» ENTRIES SHOWN
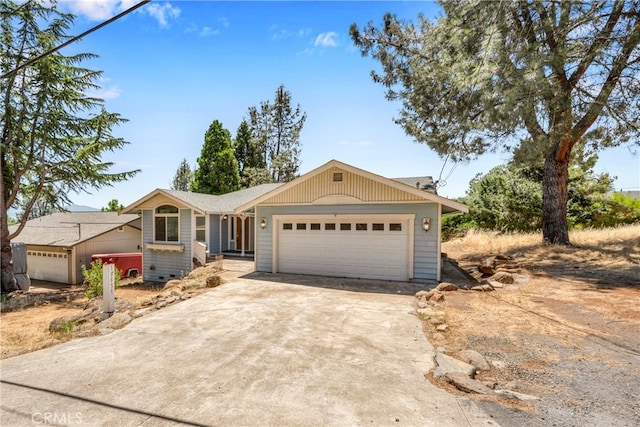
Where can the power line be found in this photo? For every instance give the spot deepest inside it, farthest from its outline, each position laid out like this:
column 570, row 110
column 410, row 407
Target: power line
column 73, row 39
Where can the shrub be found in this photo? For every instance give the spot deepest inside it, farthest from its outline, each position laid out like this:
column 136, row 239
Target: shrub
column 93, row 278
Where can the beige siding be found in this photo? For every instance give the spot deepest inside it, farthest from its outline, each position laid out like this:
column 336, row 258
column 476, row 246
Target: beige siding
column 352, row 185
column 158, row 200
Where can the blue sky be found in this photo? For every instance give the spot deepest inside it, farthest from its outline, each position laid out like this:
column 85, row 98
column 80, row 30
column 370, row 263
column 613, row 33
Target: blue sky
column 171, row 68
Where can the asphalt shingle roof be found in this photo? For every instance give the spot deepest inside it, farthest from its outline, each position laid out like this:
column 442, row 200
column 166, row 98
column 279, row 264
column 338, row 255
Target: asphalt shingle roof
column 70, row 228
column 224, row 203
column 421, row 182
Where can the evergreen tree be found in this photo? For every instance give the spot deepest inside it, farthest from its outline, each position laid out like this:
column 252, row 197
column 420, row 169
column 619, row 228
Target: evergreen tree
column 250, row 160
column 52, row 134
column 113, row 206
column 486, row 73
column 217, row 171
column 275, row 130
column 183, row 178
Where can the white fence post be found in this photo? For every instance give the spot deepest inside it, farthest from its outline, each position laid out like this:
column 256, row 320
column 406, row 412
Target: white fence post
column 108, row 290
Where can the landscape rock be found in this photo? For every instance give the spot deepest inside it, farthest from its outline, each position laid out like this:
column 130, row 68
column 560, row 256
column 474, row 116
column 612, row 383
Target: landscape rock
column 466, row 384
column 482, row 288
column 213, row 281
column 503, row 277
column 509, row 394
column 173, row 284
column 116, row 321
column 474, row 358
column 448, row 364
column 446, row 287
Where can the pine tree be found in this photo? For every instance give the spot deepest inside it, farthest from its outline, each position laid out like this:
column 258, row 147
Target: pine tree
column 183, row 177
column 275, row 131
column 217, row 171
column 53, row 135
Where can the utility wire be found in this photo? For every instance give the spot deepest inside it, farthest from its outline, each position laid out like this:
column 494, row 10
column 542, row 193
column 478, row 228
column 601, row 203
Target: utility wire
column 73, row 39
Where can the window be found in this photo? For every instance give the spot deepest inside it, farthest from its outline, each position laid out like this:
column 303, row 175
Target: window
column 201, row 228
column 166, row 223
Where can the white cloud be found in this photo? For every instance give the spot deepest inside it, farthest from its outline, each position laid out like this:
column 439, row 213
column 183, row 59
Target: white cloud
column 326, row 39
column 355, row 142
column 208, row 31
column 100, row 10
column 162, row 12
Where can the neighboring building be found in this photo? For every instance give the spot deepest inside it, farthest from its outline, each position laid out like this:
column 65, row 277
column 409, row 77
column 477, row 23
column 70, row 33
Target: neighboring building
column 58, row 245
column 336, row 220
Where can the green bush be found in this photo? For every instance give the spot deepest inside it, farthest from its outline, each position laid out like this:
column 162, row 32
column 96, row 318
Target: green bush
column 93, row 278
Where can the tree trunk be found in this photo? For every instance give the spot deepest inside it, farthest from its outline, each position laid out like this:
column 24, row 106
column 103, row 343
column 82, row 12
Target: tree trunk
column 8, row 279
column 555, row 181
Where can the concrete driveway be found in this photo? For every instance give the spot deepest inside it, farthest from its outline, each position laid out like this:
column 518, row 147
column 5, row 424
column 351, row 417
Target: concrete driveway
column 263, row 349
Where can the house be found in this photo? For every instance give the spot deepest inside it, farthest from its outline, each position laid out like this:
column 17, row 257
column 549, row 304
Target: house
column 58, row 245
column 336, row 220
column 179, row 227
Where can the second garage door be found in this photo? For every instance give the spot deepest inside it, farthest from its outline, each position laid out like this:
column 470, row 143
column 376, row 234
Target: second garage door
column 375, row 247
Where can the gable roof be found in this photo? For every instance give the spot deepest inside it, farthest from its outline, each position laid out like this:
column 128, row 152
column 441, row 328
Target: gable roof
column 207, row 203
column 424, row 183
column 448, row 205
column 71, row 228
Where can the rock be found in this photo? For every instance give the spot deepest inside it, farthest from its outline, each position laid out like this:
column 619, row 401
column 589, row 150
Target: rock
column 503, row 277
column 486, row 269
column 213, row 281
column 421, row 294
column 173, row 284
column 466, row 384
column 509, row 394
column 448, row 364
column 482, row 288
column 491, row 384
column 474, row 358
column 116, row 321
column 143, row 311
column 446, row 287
==
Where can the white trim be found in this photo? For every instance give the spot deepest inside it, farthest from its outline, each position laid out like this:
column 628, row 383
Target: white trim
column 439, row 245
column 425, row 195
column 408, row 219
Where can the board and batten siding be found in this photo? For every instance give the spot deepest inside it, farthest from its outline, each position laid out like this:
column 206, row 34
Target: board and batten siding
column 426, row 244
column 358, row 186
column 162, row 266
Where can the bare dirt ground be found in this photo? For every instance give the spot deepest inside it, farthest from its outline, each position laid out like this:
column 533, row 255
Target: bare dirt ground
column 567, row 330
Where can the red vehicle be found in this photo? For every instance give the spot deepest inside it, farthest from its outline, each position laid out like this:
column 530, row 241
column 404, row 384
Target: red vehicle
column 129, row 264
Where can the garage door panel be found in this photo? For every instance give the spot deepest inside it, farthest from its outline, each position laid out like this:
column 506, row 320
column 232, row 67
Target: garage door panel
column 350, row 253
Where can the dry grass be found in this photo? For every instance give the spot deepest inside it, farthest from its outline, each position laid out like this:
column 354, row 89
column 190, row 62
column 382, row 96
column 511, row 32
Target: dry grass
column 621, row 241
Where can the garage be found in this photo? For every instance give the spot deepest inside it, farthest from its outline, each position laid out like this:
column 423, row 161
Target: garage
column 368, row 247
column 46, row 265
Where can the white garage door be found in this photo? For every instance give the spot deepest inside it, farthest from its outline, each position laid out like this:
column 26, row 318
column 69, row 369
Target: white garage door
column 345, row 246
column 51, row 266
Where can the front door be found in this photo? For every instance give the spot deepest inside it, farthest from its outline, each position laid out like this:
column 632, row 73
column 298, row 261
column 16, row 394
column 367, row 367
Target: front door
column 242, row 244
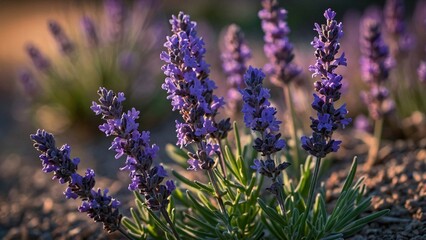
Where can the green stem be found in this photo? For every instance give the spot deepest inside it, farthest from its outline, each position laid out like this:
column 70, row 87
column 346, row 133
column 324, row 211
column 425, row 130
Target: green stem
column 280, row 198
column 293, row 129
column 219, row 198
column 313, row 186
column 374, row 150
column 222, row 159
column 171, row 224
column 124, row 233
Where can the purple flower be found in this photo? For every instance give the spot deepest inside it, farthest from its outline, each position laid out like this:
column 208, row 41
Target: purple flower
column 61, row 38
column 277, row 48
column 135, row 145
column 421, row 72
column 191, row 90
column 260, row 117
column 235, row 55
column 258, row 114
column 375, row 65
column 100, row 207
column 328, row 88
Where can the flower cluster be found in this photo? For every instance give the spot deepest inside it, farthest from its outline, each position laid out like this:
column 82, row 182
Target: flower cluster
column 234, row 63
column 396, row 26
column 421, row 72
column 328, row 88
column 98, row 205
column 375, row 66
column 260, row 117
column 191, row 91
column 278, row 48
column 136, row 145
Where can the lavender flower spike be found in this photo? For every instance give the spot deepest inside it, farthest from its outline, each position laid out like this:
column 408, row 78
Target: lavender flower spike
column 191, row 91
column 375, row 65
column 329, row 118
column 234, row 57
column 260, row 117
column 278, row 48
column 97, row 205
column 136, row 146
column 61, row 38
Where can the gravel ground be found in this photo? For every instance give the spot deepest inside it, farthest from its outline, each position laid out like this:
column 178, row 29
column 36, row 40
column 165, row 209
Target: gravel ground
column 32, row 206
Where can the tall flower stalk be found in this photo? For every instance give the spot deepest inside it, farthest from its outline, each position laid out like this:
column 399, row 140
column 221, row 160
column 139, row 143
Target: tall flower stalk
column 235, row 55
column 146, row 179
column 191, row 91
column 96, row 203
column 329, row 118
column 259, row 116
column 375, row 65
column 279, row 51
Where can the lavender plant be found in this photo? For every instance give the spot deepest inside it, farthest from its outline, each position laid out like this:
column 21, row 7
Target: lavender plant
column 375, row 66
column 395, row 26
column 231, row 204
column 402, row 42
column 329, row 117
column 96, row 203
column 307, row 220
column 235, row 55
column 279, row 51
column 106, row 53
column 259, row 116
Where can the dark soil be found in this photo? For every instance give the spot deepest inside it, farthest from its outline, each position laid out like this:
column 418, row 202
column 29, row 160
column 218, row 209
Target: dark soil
* * *
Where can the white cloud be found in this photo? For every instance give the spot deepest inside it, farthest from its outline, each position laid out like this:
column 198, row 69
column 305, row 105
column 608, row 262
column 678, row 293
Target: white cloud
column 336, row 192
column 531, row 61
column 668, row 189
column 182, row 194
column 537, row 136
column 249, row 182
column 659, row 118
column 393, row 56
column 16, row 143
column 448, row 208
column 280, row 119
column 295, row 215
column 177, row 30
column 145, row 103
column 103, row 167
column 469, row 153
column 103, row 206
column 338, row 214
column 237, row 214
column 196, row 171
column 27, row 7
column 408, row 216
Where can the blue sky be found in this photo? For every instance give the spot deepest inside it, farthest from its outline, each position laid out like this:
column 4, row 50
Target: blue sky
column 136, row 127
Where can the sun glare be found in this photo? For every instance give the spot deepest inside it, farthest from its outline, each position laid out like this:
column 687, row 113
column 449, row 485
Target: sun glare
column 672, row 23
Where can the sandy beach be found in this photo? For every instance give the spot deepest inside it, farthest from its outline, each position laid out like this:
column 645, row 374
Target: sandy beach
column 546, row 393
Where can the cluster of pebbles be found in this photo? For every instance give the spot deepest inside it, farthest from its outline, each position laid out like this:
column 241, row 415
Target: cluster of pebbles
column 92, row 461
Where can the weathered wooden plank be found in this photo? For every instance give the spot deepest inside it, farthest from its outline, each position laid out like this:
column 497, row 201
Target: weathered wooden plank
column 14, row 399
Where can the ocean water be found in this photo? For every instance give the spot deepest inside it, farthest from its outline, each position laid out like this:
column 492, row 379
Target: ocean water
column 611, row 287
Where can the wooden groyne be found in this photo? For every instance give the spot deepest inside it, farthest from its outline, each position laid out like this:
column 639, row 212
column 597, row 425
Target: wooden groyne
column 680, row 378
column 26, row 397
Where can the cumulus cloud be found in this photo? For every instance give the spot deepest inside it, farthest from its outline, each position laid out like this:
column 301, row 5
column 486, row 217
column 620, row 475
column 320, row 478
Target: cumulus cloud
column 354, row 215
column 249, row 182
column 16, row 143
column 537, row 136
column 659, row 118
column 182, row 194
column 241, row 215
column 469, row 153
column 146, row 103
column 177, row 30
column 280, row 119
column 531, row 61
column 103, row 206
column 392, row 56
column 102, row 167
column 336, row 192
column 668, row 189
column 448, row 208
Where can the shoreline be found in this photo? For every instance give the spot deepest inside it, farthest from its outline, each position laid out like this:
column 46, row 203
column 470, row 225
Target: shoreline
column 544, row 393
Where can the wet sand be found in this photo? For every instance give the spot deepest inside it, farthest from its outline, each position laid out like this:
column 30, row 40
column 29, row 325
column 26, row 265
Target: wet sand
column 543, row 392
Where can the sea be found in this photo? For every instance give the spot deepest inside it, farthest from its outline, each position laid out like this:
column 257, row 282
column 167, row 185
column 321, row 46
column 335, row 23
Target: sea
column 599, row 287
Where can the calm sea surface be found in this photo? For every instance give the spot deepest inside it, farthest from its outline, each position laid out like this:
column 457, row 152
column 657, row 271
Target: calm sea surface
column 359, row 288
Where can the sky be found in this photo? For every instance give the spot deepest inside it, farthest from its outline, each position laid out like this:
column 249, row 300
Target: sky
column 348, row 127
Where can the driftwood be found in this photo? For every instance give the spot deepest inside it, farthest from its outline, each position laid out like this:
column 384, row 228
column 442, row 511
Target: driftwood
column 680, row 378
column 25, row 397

» TASK OBJECTIVE
Echo the lines of the listing verbatim, starting at the line that contains "Where can the sky" and ending at the line that contains "column 25, row 397", both included.

» WORKED SOLUTION
Where can the sky be found in this photo? For every instance give the spot deepest inside it, farthest from its outline, each position laid out like this:
column 249, row 300
Target: sky
column 348, row 127
Where can the driftwood be found in this photo? For every instance give the spot deepest inside it, farthest from its outline, each position laid out like this:
column 384, row 228
column 442, row 511
Target: driftwood
column 680, row 378
column 25, row 397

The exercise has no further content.